[TASK]:
Print the lines below verbatim, starting with the line that contains "Could you please locate the sailboat" and continuing through the last line.

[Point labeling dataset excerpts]
-- start --

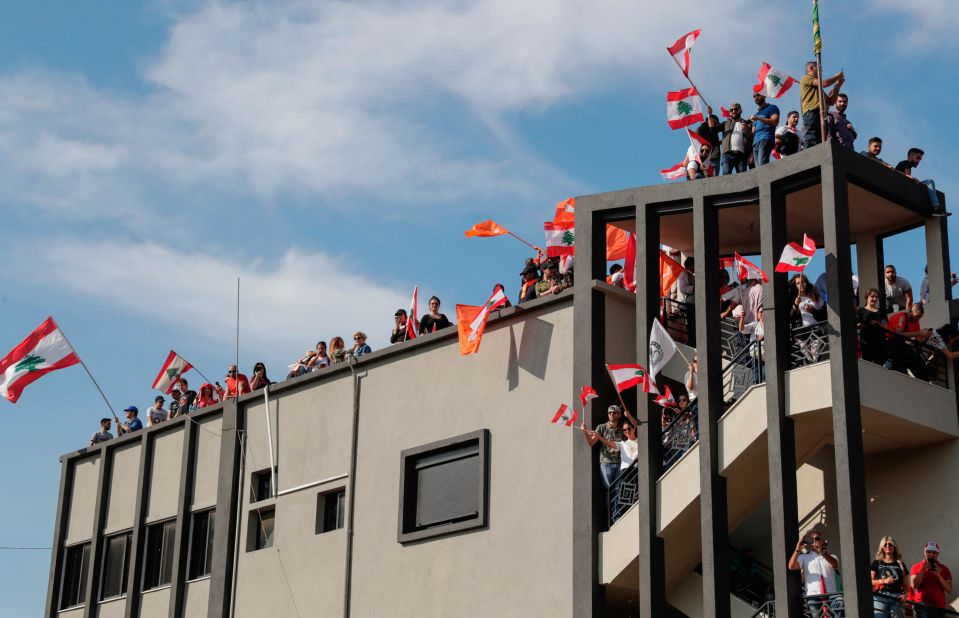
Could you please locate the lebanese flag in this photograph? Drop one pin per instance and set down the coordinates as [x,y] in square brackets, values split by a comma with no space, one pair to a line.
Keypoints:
[565,415]
[796,258]
[559,238]
[587,393]
[174,367]
[628,376]
[471,321]
[667,400]
[485,229]
[748,270]
[412,323]
[680,50]
[682,108]
[44,350]
[669,271]
[773,82]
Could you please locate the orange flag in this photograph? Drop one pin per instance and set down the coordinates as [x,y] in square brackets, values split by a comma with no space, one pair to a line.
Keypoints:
[669,271]
[485,229]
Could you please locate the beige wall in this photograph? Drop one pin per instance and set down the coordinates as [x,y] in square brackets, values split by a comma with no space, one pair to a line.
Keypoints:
[165,475]
[83,499]
[123,488]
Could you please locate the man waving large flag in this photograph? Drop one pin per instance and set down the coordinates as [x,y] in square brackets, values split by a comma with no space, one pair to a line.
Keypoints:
[43,351]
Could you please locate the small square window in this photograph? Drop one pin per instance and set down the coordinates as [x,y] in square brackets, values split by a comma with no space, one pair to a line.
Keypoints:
[73,584]
[330,511]
[261,485]
[444,487]
[260,528]
[158,558]
[201,544]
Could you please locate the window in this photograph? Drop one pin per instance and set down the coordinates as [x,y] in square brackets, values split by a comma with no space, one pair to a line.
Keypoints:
[158,561]
[260,528]
[444,487]
[73,584]
[116,565]
[330,509]
[261,485]
[201,544]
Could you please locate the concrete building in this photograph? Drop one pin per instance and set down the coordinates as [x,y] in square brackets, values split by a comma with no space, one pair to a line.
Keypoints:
[420,483]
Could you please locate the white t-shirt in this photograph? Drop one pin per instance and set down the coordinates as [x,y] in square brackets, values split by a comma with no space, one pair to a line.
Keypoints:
[817,571]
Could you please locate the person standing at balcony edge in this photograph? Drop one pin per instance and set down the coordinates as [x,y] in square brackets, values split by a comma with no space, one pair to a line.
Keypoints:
[609,459]
[818,568]
[898,291]
[889,580]
[931,582]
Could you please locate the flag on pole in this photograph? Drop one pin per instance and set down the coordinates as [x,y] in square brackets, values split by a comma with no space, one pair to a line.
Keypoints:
[565,415]
[412,323]
[485,229]
[748,270]
[661,348]
[471,321]
[559,238]
[587,393]
[773,82]
[627,376]
[44,350]
[666,400]
[174,367]
[796,258]
[682,108]
[680,50]
[669,271]
[816,37]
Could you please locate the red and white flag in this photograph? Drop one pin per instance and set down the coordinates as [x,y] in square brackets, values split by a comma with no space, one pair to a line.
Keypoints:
[560,238]
[796,258]
[680,50]
[412,323]
[565,415]
[772,82]
[628,376]
[667,400]
[748,270]
[682,108]
[44,350]
[587,393]
[174,367]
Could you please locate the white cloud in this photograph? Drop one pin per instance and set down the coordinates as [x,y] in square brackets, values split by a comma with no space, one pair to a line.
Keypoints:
[285,307]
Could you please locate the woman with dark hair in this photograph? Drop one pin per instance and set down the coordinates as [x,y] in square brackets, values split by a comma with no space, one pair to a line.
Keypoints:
[434,320]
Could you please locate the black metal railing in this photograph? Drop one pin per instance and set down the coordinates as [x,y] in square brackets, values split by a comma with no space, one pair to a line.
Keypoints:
[809,345]
[679,319]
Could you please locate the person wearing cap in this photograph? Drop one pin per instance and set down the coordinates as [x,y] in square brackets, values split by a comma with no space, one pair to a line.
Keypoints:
[132,424]
[155,413]
[612,430]
[931,582]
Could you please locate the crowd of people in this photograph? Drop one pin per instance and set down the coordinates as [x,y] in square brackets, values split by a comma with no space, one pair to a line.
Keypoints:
[739,143]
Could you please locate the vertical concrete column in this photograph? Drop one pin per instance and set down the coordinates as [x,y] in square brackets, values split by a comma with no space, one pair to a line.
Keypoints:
[224,530]
[652,560]
[712,485]
[844,372]
[780,435]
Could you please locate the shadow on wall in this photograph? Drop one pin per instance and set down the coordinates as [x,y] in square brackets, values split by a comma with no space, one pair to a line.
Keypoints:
[533,351]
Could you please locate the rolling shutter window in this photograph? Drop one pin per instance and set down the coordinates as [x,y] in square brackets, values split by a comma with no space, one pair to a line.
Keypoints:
[448,486]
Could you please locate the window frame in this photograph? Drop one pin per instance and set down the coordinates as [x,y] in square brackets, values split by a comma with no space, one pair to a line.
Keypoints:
[407,530]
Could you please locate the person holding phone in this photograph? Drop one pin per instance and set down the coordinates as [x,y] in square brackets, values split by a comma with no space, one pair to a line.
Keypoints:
[931,582]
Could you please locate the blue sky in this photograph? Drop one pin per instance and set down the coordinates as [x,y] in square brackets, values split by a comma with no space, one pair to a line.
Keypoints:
[331,154]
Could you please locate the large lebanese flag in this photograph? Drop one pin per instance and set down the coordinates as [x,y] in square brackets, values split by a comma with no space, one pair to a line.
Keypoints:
[682,108]
[796,258]
[628,376]
[680,50]
[174,367]
[44,350]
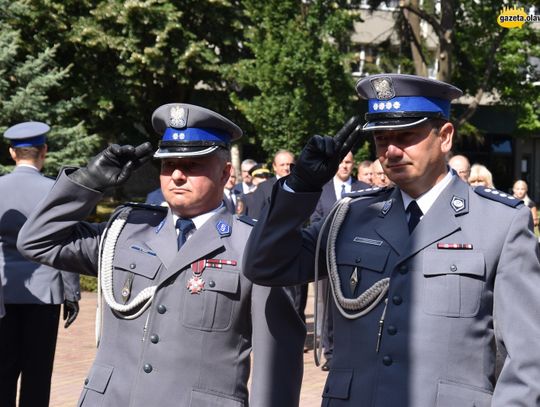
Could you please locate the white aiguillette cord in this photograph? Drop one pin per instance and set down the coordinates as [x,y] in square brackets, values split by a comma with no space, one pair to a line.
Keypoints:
[105,276]
[365,302]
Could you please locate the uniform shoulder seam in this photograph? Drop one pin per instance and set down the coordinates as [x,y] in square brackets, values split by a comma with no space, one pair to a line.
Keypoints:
[498,196]
[151,207]
[246,219]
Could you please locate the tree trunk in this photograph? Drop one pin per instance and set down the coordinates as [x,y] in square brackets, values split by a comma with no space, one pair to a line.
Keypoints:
[414,22]
[448,12]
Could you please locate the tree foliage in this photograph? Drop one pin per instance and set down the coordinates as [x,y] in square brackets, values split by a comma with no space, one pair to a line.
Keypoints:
[295,83]
[30,80]
[478,55]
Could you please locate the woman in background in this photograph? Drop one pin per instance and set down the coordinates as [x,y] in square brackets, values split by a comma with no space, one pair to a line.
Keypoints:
[480,176]
[520,189]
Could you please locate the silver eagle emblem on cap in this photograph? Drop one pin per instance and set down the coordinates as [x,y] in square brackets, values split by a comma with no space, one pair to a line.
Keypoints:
[383,87]
[177,117]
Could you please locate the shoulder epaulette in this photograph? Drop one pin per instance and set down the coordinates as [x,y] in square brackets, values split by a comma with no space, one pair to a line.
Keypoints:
[367,192]
[499,196]
[152,207]
[247,219]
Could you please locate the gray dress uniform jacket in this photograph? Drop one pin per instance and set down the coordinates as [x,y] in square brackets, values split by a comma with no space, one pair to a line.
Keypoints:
[185,349]
[27,282]
[468,275]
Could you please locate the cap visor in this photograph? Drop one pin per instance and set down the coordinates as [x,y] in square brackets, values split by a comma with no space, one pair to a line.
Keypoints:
[394,124]
[184,152]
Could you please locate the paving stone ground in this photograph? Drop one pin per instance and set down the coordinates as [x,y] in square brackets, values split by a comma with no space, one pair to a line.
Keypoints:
[75,352]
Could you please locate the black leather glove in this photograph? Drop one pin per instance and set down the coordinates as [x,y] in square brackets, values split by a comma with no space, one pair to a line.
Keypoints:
[113,166]
[320,158]
[71,310]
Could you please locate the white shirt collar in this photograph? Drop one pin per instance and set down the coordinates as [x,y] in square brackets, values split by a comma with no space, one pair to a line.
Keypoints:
[29,166]
[337,186]
[427,199]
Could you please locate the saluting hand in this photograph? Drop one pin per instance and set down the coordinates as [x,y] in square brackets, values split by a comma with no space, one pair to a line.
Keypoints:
[113,166]
[320,158]
[71,310]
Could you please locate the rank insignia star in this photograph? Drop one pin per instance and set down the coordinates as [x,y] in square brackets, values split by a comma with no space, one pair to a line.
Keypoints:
[457,203]
[195,285]
[178,116]
[224,229]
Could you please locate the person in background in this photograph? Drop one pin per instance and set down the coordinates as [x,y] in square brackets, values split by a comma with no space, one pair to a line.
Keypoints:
[281,165]
[259,174]
[246,186]
[480,176]
[156,197]
[179,319]
[461,165]
[520,190]
[33,293]
[365,172]
[338,187]
[379,176]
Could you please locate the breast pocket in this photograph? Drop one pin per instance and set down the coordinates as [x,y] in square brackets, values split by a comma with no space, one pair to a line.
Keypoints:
[453,282]
[95,386]
[360,266]
[212,308]
[138,261]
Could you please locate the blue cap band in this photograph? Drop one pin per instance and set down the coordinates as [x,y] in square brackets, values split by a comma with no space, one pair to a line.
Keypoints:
[410,104]
[29,142]
[194,134]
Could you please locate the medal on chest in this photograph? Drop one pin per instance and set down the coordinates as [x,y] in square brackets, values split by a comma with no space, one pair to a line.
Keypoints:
[196,283]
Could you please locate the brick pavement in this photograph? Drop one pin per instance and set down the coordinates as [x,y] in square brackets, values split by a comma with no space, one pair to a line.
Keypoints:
[75,352]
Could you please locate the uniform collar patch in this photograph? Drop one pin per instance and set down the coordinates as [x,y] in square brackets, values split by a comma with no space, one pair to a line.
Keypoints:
[386,207]
[158,227]
[458,204]
[223,228]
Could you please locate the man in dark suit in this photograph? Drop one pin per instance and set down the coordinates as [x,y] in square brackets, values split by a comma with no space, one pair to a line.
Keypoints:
[33,292]
[335,189]
[247,185]
[230,196]
[281,164]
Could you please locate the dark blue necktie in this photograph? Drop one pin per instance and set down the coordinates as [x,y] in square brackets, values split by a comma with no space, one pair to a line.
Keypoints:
[415,214]
[184,227]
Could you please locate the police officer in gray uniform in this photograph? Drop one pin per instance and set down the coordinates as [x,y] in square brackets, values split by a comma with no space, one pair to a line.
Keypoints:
[426,277]
[33,293]
[178,318]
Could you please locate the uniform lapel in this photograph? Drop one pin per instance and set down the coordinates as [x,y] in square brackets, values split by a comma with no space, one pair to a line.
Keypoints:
[163,240]
[393,226]
[440,221]
[204,241]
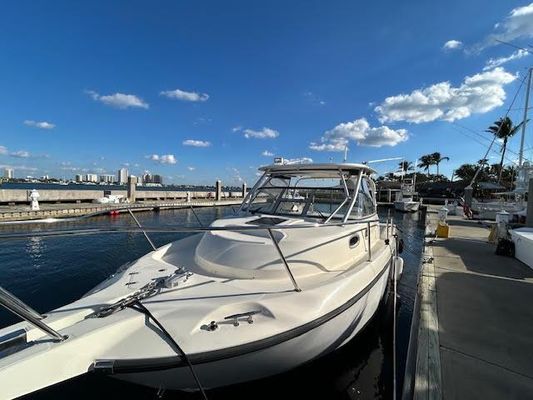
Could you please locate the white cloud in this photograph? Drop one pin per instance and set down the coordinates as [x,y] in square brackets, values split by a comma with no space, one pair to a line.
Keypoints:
[185,96]
[314,98]
[40,125]
[163,159]
[265,133]
[119,100]
[362,133]
[452,45]
[20,154]
[479,93]
[301,160]
[517,25]
[496,62]
[196,143]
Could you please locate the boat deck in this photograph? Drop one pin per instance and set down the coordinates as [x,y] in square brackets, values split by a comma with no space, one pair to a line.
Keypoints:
[474,330]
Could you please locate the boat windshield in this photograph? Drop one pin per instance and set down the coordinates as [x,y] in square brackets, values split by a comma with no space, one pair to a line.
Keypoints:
[312,197]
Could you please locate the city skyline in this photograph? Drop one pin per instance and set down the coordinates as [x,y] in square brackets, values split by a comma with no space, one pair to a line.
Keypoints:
[142,92]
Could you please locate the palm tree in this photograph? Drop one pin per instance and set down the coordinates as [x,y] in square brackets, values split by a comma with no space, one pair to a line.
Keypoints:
[425,162]
[504,129]
[437,159]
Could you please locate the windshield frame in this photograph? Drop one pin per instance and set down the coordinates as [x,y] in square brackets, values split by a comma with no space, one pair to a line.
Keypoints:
[349,201]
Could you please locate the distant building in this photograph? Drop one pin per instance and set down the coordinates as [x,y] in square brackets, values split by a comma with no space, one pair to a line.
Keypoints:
[147,178]
[157,179]
[122,176]
[91,178]
[107,178]
[9,173]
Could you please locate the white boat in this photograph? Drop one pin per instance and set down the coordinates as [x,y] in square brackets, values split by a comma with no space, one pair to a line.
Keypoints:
[294,275]
[523,241]
[404,201]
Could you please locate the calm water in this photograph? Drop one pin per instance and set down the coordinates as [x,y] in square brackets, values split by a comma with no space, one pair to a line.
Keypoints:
[77,186]
[48,273]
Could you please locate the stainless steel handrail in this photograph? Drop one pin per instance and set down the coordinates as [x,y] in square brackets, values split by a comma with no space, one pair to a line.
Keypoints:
[17,307]
[174,229]
[282,256]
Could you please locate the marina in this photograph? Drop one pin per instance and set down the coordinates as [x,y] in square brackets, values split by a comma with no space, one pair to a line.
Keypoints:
[266,200]
[260,204]
[473,335]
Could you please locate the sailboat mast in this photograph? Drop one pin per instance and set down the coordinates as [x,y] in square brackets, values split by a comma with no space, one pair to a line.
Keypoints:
[521,154]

-- end --

[WORKED SOLUTION]:
Could you please locate the sailboat mast in this photograph? Drop one pin per instance and set down the coordinates as [x,y] in square brackets, values split by a comma with no space, one pair to a line.
Keypoints:
[521,154]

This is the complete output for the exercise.